#### Task prompt
Give only the number of lines in the items below that contain the string "black". Count a match only when its case is the same.

= = =

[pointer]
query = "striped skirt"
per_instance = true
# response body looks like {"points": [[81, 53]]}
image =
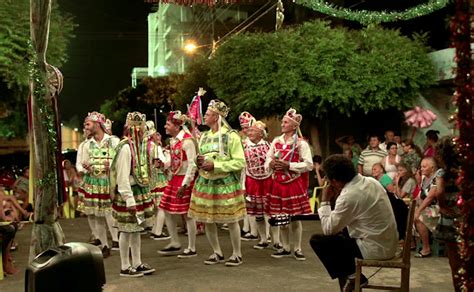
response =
{"points": [[217, 201], [290, 198], [95, 192], [257, 191], [126, 222], [170, 202]]}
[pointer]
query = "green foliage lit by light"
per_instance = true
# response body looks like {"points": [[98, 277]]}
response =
{"points": [[14, 67], [317, 69], [373, 17]]}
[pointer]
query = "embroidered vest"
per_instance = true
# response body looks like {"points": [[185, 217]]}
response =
{"points": [[100, 156], [255, 155], [178, 156], [283, 152], [209, 147]]}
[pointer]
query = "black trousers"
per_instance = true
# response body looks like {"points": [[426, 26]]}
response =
{"points": [[337, 253]]}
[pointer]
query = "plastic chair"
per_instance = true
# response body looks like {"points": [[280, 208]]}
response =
{"points": [[401, 262]]}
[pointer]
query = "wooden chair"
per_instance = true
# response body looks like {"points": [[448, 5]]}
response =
{"points": [[401, 262]]}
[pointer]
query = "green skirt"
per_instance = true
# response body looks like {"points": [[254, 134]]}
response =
{"points": [[217, 201], [126, 222]]}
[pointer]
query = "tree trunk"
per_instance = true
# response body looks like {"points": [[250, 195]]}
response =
{"points": [[46, 230]]}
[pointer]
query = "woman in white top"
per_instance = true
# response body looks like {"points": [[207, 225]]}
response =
{"points": [[391, 161]]}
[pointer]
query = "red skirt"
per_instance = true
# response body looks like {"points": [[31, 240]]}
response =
{"points": [[256, 192], [289, 198], [170, 201]]}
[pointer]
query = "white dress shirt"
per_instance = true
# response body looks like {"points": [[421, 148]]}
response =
{"points": [[364, 208]]}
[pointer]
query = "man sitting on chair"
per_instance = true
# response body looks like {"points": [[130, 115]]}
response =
{"points": [[363, 207]]}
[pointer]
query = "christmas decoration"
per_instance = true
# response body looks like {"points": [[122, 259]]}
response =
{"points": [[461, 40], [366, 17]]}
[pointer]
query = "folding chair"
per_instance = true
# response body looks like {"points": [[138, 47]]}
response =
{"points": [[401, 261]]}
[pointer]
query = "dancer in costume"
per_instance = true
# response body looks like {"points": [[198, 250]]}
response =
{"points": [[94, 159], [249, 226], [177, 194], [133, 203], [290, 158], [217, 195], [158, 180], [258, 181]]}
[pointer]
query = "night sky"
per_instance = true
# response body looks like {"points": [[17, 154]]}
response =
{"points": [[111, 39]]}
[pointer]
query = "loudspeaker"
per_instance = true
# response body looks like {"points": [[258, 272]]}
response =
{"points": [[75, 266]]}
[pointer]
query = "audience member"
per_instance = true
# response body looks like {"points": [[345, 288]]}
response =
{"points": [[362, 206], [371, 155]]}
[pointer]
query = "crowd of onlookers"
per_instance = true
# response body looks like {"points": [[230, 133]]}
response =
{"points": [[407, 171]]}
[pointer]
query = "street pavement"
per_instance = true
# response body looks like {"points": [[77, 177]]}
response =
{"points": [[259, 272]]}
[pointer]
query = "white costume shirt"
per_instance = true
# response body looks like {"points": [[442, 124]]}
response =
{"points": [[364, 208], [306, 160]]}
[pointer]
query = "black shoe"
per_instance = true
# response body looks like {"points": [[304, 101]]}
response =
{"points": [[145, 269], [115, 245], [261, 245], [277, 246], [162, 236], [187, 253], [105, 252], [130, 273], [234, 261], [350, 283], [299, 256], [95, 242], [214, 259], [281, 254], [171, 250], [248, 237]]}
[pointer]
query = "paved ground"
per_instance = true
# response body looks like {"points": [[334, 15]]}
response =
{"points": [[259, 271]]}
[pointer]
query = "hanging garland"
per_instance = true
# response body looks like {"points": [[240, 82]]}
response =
{"points": [[463, 99], [366, 17], [47, 116]]}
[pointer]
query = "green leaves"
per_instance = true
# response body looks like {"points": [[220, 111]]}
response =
{"points": [[318, 69]]}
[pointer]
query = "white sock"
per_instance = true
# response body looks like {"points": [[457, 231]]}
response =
{"points": [[135, 246], [211, 234], [246, 225], [159, 222], [261, 231], [253, 225], [191, 226], [101, 228], [124, 245], [111, 224], [91, 221], [285, 237], [172, 224], [297, 232], [234, 231], [275, 234]]}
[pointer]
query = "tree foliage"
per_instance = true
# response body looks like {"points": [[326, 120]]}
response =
{"points": [[14, 71], [150, 94], [317, 69]]}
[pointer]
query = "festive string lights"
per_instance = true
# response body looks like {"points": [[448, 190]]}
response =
{"points": [[366, 17], [462, 98]]}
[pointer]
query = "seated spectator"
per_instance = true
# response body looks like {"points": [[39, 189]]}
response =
{"points": [[21, 189], [371, 155], [405, 182], [411, 155], [431, 140], [391, 161], [400, 209], [348, 143], [7, 234], [362, 207], [427, 210]]}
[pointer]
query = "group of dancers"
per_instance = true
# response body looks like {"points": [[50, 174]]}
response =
{"points": [[219, 176]]}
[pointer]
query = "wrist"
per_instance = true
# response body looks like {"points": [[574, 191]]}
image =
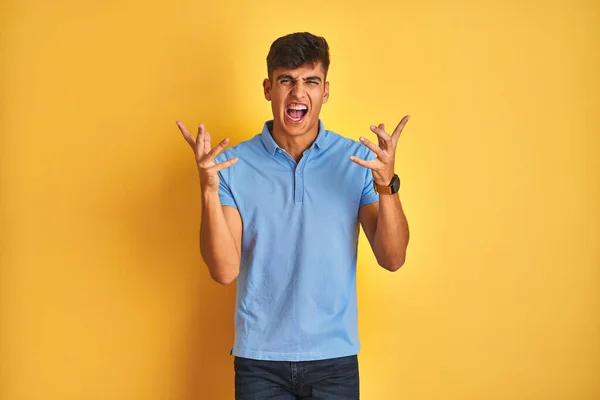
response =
{"points": [[390, 187]]}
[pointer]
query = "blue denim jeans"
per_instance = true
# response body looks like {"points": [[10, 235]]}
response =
{"points": [[331, 379]]}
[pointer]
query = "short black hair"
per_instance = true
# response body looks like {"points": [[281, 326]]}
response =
{"points": [[297, 49]]}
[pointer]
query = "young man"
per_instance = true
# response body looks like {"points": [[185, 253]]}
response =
{"points": [[280, 213]]}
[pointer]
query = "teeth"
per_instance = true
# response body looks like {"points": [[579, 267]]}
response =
{"points": [[297, 107]]}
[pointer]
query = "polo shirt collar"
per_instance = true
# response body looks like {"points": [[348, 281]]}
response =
{"points": [[322, 142]]}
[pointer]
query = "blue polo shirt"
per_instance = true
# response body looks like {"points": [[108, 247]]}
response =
{"points": [[296, 290]]}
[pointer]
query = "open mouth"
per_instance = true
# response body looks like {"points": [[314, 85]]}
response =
{"points": [[296, 112]]}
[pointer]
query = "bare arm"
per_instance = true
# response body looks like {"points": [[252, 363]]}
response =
{"points": [[386, 229], [384, 222], [220, 226]]}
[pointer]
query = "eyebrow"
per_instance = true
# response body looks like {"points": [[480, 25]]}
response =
{"points": [[308, 78]]}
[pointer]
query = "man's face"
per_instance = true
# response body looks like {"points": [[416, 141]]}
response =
{"points": [[296, 96]]}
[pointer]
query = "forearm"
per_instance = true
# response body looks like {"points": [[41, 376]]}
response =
{"points": [[391, 234], [217, 244]]}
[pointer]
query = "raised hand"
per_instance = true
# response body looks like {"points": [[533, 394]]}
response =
{"points": [[205, 157], [383, 165]]}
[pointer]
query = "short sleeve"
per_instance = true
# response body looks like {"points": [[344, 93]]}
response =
{"points": [[368, 195], [225, 194]]}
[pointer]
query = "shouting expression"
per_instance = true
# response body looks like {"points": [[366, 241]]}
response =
{"points": [[296, 97]]}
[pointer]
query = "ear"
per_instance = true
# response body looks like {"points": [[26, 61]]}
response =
{"points": [[326, 93], [267, 89]]}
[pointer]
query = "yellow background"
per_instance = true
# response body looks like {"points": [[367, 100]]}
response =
{"points": [[102, 290]]}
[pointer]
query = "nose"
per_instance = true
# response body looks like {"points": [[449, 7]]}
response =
{"points": [[298, 90]]}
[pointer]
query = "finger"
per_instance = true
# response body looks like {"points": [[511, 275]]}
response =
{"points": [[207, 141], [381, 142], [367, 164], [398, 130], [186, 135], [374, 148], [385, 138], [218, 149], [224, 164], [200, 141]]}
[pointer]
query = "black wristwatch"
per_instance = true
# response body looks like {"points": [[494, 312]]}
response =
{"points": [[392, 188]]}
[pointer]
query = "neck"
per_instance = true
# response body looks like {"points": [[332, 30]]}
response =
{"points": [[294, 145]]}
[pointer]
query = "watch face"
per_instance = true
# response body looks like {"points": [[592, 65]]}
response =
{"points": [[395, 185]]}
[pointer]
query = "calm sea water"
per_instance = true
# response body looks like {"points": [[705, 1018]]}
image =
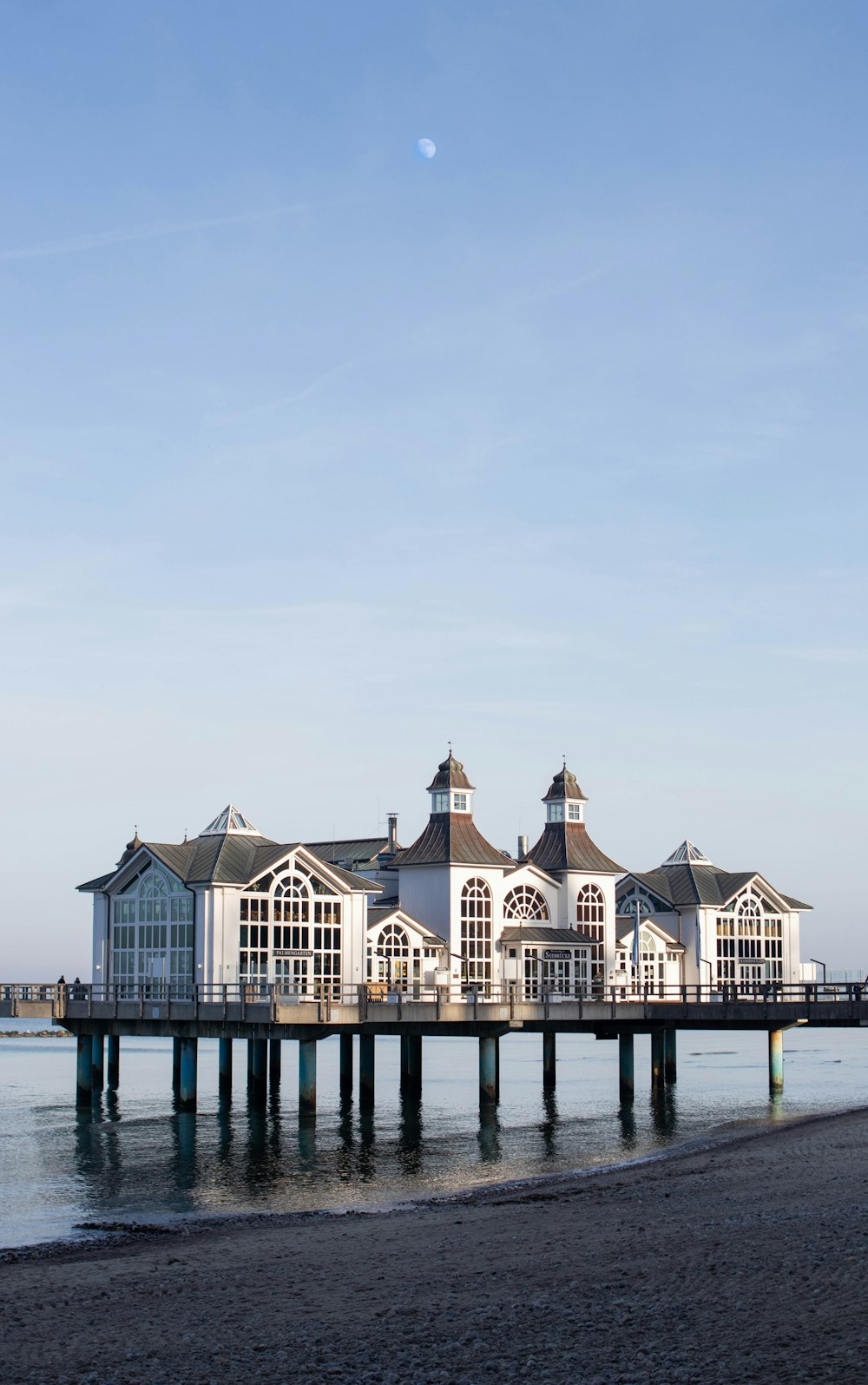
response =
{"points": [[133, 1157]]}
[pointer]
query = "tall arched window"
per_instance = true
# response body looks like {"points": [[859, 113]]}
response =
{"points": [[626, 903], [477, 933], [590, 906], [590, 917], [528, 903], [391, 956], [293, 900], [153, 933]]}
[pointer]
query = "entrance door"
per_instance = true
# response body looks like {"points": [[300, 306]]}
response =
{"points": [[751, 974], [556, 975], [293, 975]]}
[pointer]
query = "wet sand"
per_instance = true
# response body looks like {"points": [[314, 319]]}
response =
{"points": [[734, 1261]]}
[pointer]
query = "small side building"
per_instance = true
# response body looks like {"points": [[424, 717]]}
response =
{"points": [[705, 926], [230, 906]]}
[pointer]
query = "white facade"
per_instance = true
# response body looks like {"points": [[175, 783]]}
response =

= = =

#### Response to the exercise
4